__DONNÉES__:
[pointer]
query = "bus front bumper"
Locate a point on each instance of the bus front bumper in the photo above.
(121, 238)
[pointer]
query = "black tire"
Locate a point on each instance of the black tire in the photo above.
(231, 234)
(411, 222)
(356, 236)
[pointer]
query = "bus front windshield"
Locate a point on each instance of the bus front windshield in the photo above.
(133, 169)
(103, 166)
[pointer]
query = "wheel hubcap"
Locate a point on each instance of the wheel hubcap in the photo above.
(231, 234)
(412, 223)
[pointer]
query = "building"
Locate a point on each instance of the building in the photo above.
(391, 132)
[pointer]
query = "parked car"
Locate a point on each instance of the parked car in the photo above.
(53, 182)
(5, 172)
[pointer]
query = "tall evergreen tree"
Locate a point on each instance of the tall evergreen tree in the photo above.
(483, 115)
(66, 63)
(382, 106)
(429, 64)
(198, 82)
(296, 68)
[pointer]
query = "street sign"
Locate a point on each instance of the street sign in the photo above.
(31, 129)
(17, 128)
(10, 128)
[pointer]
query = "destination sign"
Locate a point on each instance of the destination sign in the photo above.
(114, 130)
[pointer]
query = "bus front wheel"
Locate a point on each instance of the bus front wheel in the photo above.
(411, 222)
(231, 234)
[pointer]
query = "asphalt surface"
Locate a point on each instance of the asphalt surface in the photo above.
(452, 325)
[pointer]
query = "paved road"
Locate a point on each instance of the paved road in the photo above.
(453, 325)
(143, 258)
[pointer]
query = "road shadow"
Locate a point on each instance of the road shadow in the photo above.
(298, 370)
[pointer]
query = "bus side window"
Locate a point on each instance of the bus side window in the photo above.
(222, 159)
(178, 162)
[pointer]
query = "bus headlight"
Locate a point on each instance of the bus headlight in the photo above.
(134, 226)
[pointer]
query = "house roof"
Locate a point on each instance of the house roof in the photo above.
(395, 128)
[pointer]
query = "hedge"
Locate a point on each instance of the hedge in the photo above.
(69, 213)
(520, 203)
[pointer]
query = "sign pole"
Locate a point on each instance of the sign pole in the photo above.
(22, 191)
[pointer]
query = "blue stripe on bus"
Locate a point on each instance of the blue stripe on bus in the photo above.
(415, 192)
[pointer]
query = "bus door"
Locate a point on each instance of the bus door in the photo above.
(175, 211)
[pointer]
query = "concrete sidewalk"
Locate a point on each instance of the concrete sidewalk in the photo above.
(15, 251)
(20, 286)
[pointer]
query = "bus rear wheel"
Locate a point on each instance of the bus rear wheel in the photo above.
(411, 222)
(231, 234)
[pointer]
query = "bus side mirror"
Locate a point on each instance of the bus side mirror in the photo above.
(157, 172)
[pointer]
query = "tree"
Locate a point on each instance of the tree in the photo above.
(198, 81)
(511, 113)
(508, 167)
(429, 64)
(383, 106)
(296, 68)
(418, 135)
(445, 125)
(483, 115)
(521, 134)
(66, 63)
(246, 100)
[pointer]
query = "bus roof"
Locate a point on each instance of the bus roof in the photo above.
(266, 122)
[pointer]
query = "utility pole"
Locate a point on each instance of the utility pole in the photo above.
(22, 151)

__TRAVAIL À FAIRE__: Comptez, s'il vous plaît, les lignes de la liste ci-dessus qui contiennent la chaîne « road », en tenant compte de la casse. Indiquez uniquement ce nombre.

__BONNE RÉPONSE__: 4